§ Contour annotation records:
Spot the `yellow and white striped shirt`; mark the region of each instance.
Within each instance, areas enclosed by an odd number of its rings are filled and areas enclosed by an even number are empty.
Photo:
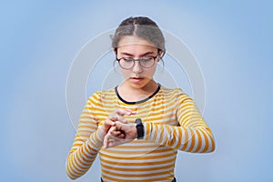
[[[142,140],[103,149],[97,128],[116,108],[129,108],[141,118]],[[126,102],[116,89],[96,92],[80,116],[73,147],[66,159],[72,179],[83,176],[99,153],[104,181],[172,181],[178,150],[206,153],[215,149],[211,130],[192,98],[180,88],[158,89],[148,98]]]

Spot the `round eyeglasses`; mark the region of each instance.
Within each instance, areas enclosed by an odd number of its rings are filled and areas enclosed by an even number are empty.
[[[136,61],[139,61],[139,64],[142,67],[150,68],[155,65],[156,58],[157,56],[158,56],[158,53],[156,56],[145,56],[139,59],[126,58],[126,57],[121,57],[118,59],[116,56],[116,59],[118,62],[119,66],[124,69],[132,69],[135,66]]]

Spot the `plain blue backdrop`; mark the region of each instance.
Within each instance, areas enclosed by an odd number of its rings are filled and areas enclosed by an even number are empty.
[[[179,152],[178,181],[273,181],[272,5],[269,0],[1,1],[0,180],[70,181],[65,162],[75,130],[66,83],[72,61],[96,35],[130,15],[147,15],[187,45],[206,83],[204,117],[217,149]],[[96,160],[76,181],[99,177]]]

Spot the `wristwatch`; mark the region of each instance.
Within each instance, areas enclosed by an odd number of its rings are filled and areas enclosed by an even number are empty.
[[[140,118],[136,119],[136,131],[137,131],[137,139],[142,139],[144,136],[144,126],[142,120]]]

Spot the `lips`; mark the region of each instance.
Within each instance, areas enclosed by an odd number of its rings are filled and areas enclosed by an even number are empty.
[[[132,80],[134,82],[140,82],[143,79],[144,79],[144,77],[130,77],[130,80]]]

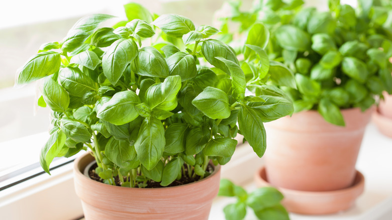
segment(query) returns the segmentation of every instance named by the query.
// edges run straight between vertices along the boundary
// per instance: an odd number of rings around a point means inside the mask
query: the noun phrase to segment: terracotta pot
[[[208,219],[219,189],[220,167],[201,181],[178,186],[135,188],[115,186],[83,174],[94,158],[88,153],[75,161],[75,189],[86,220]]]
[[[257,187],[270,186],[265,175],[265,169],[261,167],[255,174]],[[323,192],[293,190],[278,187],[284,196],[282,204],[290,212],[307,214],[326,214],[345,210],[352,206],[362,192],[365,179],[356,171],[351,186],[343,189]]]
[[[326,122],[314,111],[266,123],[264,157],[269,183],[311,191],[336,190],[351,185],[365,128],[373,110],[342,110],[345,127]]]

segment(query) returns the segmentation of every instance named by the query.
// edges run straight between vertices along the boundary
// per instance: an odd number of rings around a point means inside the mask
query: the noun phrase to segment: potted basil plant
[[[38,103],[52,111],[41,165],[49,173],[54,158],[87,150],[74,166],[86,219],[207,219],[234,138],[261,157],[264,112],[283,103],[276,119],[292,103],[272,85],[245,96],[237,55],[210,38],[217,29],[125,8],[130,21],[114,29],[99,27],[112,16],[85,17],[18,70],[17,84],[42,79]]]
[[[221,39],[235,40],[238,33],[257,35],[256,45],[273,60],[270,68],[279,61],[295,73],[297,88],[280,85],[293,100],[295,113],[266,125],[268,181],[300,192],[355,191],[340,205],[309,200],[308,209],[294,198],[289,210],[338,211],[349,207],[363,190],[363,184],[355,189],[353,184],[361,179],[355,163],[365,128],[377,97],[392,92],[390,3],[365,2],[354,9],[329,1],[329,10],[321,12],[302,8],[302,1],[272,0],[255,1],[250,11],[242,12],[240,2],[234,1],[224,8],[230,13],[219,13],[228,15],[220,18]],[[239,23],[239,29],[233,31],[232,22]],[[262,84],[271,77],[249,83]],[[253,91],[260,93],[257,86]],[[291,198],[285,195],[287,204]]]

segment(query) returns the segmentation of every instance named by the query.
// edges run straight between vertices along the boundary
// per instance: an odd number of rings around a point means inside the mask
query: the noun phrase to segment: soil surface
[[[101,177],[100,177],[99,176],[98,176],[98,174],[95,173],[95,168],[98,166],[96,165],[96,163],[94,164],[92,166],[91,166],[91,167],[90,167],[90,169],[88,170],[88,175],[90,176],[90,178],[94,180],[95,180],[98,182],[101,182],[103,183],[104,180],[101,179]],[[214,171],[214,167],[211,166],[211,164],[209,164],[208,167],[207,167],[207,172],[212,173],[212,172]],[[182,171],[181,170],[181,172]],[[185,173],[187,173],[188,172],[188,169],[186,167],[185,167]],[[167,186],[162,186],[159,184],[159,183],[158,182],[155,182],[153,180],[149,180],[147,182],[147,185],[145,188],[162,188],[162,187],[167,187],[169,186],[179,186],[181,185],[184,185],[187,183],[190,183],[193,182],[195,182],[199,180],[200,178],[200,177],[199,176],[196,175],[195,178],[191,178],[187,176],[187,175],[183,175],[181,178],[181,179],[179,180],[175,180],[174,182],[171,183],[170,185]],[[115,177],[115,180],[116,181],[116,185],[119,186],[121,186],[121,182],[120,181],[120,178],[118,176]],[[125,178],[124,178],[124,181],[125,181]],[[135,186],[135,188],[138,188],[138,186],[137,185]]]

§ What you will do: How many lines in the material above contain the word "Spot"? Reply with the number alone.

§ Written answer: 5